記述問題 1:
本文によれば、郎咸平氏の舌鋒が注目されるようになった契機は何ですか。1〜3文で説明しなさい。
記述問題 2:
本文において、郎咸平氏はどの大学の教授とされていますか。
記述問題 3:
本文の「郎氏は、中国石油化工のほか、」で始まる段落を、要点を残して箇条書きに改めなさい。

第142回
最初の舌鋒はシノペックだった・・・「郎監管」出生
中国株の爆弾「郎監管」こと
香港中文大学教授の郎咸平氏の舌鋒が
注目されるようになったのは、
今年5月、中国の石油メージャーの一角である
中国石油化工(シノペックコーポ、0386)に対して、
「同社の再編成功は難しい」との
手厳しい批評を行なったことが
契機となっているようです。
その論の正否の判断は
読者の皆様にお任せするとして、
郎氏の中国石油化工に対する批判をみていきましょう。
郎氏は、中国石油化工のほか、
最大手の中国石油天然気(ペトロチャイナ、0857)と
中国海洋石油(CNOOC、0883)という
中国石油メジャー3社の業界再編において、
すでに大きな失敗を犯していると指摘します。

輪郭アノテーション記録:
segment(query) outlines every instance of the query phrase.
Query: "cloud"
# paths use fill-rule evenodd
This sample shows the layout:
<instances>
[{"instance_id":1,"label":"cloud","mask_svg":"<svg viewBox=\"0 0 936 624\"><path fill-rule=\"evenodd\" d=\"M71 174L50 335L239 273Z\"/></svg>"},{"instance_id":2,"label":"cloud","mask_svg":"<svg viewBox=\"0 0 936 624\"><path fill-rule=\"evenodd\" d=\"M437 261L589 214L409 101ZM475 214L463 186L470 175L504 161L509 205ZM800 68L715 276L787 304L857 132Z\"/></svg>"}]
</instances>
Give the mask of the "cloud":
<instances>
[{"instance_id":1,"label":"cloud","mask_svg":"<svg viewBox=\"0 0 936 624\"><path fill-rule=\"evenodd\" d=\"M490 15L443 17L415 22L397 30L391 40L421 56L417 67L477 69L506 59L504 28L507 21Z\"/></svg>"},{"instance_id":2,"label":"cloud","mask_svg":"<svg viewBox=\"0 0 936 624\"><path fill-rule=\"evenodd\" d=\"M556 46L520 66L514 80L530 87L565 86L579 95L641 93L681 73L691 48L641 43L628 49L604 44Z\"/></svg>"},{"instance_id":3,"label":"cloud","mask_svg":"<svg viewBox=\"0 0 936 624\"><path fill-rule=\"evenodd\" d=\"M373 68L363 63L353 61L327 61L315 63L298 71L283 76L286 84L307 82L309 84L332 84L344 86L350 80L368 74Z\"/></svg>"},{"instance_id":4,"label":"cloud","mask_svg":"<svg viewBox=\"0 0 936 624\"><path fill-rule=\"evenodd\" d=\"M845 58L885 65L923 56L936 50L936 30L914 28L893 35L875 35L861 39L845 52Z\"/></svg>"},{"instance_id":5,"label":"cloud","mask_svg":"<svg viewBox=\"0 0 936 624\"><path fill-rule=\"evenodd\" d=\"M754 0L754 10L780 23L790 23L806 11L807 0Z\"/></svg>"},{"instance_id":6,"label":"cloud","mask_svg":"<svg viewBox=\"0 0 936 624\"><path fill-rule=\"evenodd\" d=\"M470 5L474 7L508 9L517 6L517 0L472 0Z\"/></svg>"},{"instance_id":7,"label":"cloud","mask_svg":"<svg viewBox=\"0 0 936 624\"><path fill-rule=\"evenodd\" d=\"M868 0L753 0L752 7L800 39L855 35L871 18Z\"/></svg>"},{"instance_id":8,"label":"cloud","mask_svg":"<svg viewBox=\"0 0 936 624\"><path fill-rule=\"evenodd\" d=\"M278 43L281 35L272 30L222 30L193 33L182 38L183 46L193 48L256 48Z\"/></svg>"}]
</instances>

模範解答 1:
今年5月、郎氏が中国の石油メジャーの一角である中国石油化工(シノペックコーポ、0386)に対し、「同社の再編成功は難しい」と手厳しい批評を行なったことが契機となっているようです。

模範解答 2:
香港中文大学の教授です。

模範解答 3:
・指摘の主体:郎氏
・対象:中国石油メジャー3社
 - 中国石油化工
 - 中国石油天然気(ペトロチャイナ、0857、最大手)
 - 中国海洋石油(CNOOC、0883)
・指摘の内容:3社は業界再編において、すでに大きな失敗を犯している